— DOCUMENT TEXT —
####
- A recurring sketch in Tittybangbang featured a family obsessed with eating nothing but duck and chips. In one sketch the dad has eaten so much of it that he lays a duck's egg and a baby duck hatches. He's undeterred, and resolves to eat more duck and chips so he can provide a constant supply of duck for his family.
- Ancient Domains of Mystery has monster corpses provide special abilities (e.g. fire beetle for fire resistance.)
- A character in Chrono Cross ("Funguy") eats a special mushroom that transforms him into a half-human, half-mushroom person.
- Some raw meat chunks in Dungeon Crawl can cause a random mutation if eaten. They are thankfully labeled as such and prompt a warning if you try to eat it.
- Monster meat in the Shiren the Wanderer series transforms you into the monster the meat came from, giving you all of the powers of the original monster. You can also use the meat on enemies by throwing it at them; this can be exploited by throwing meat from The Goomba. Of course, monsters don't drop this meat normally; you have to kill them with Bufu's Staff, or better, Bufu's Cleaver, neither of which are easy to get.
- Corruption of Champions has this as a major game mechanic. Various items and potions can bestow transformations on you, slowly turning you into animal or monstrous forms representative of their origin. "Canine Peppers", for example, subtly alter your physiology into a more... canine form, while "Whisker Fruit" makes you more catlike. Items of opposed species will soon cancel out each other's transformations- and overdosing on certain transformation items will turn you permanently into that animal, resulting in a bad ending for you.
####
— DATA UNDER STUDY —
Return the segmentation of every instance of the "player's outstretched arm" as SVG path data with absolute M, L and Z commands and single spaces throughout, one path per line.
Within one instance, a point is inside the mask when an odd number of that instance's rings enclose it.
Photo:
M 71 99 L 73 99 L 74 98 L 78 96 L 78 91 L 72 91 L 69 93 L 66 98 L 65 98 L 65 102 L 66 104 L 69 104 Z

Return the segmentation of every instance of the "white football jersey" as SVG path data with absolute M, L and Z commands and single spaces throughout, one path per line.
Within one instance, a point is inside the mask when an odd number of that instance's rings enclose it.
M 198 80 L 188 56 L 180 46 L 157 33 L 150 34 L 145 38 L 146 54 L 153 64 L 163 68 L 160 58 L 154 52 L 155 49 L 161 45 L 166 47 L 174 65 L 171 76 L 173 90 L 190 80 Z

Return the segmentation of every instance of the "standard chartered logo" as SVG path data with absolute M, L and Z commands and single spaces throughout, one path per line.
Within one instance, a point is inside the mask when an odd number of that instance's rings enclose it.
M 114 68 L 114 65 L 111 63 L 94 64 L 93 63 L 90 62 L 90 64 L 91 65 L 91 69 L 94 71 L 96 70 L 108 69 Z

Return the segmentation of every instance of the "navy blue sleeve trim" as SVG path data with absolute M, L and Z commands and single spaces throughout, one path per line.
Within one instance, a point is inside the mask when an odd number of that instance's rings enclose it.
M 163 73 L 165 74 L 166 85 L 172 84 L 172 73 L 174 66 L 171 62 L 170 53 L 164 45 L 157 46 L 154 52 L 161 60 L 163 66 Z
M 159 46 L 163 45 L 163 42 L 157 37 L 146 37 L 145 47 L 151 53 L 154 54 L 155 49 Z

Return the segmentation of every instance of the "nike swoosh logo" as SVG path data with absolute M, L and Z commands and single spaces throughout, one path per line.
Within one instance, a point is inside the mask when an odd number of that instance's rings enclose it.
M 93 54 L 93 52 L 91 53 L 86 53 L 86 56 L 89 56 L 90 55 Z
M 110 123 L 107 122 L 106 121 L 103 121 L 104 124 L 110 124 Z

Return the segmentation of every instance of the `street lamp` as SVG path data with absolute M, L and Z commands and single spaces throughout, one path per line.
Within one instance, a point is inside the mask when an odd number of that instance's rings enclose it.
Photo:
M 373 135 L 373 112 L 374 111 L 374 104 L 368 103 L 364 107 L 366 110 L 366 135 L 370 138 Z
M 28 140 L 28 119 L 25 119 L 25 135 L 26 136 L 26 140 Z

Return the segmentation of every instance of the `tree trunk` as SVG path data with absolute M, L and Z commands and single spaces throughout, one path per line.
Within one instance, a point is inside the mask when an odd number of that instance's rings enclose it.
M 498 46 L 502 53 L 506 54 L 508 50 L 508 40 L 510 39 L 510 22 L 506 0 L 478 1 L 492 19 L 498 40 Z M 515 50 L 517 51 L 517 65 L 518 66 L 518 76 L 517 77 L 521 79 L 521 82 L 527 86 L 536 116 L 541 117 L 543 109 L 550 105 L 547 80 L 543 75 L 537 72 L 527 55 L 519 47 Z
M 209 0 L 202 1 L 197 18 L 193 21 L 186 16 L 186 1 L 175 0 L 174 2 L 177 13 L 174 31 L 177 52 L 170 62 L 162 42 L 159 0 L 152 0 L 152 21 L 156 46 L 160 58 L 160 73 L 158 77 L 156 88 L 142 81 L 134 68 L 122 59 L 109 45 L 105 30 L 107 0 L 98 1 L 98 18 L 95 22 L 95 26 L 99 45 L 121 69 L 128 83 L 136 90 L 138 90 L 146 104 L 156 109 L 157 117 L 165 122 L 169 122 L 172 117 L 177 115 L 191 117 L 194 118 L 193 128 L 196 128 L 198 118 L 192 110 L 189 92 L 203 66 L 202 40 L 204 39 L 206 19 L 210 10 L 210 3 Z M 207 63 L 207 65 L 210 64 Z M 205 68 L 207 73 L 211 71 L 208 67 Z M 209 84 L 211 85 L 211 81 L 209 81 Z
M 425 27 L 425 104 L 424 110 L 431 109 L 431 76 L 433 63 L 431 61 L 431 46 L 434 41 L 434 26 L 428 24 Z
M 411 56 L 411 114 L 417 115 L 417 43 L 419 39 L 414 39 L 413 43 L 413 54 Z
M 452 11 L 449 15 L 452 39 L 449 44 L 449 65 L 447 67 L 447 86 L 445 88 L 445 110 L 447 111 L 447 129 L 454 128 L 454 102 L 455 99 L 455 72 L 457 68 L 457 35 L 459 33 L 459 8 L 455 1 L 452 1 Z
####
— INSTRUCTIONS —
a – Set down, word for word, the part of the text on eating-caused transformations that opens with the words containing "- A character" and closes with "easy to get.".
b – Answer these from the text on eating-caused transformations:
(i) What does the character Funguy in Chrono Cross eat?
(ii) In Ancient Domains of Mystery, what ability does a fire beetle corpse provide?
(iii) In the Shiren the Wanderer series, which weapons must you kill monsters with to get their meat?
c – Continue the text on eating-caused transformations beyond its last sentence.

— TASK-BY-TASK OUTPUTS —
a –
- A character in Chrono Cross ("Funguy") eats a special mushroom that transforms him into a half-human, half-mushroom person.
- Some raw meat chunks in Dungeon Crawl can cause a random mutation if eaten. They are thankfully labeled as such and prompt a warning if you try to eat it.
- Monster meat in the Shiren the Wanderer series transforms you into the monster the meat came from, giving you all of the powers of the original monster. You can also use the meat on enemies by throwing it at them; this can be exploited by throwing meat from The Goomba. Of course, monsters don't drop this meat normally; you have to kill them with Bufu's Staff, or better, Bufu's Cleaver, neither of which are easy to get.

b –
(i) A special mushroom.
(ii) Fire resistance.
(iii) Bufu's Staff or Bufu's Cleaver.

c –
- The SaGa series has edible monster meat. In some games it can turn any character into a monster (opposed by cybernetics/robotic upgrades), and in all titles it allows monsters to grow more powerful and/or become a different type of monster.
- In Alienators: Evolution Continues, Wayne ended up spending the series mutating into a new form Once per Episode after accidentally eating one of the alien cells in the first episode.
- In an episode of The Powerpuff Girls, a boy transforms into a giant glue moster after eating radioactive glue.
- In the Courage the Cowardly Dog pilot "The Chicken From Outer Space", eating alien eggs causes Eustace to transform into a monstrous chicken man.
- The Magic School Bus showed a Real Life example with carrots. Arnold ate nothing but carrot-based snacks for days and turned orange.
- When Silkie, the Teen Titans' Team Pet was introduced, he ate some of Starfire's alien zorkaberries, which promptly turned him into an unstoppable (though still cuddly) behemoth.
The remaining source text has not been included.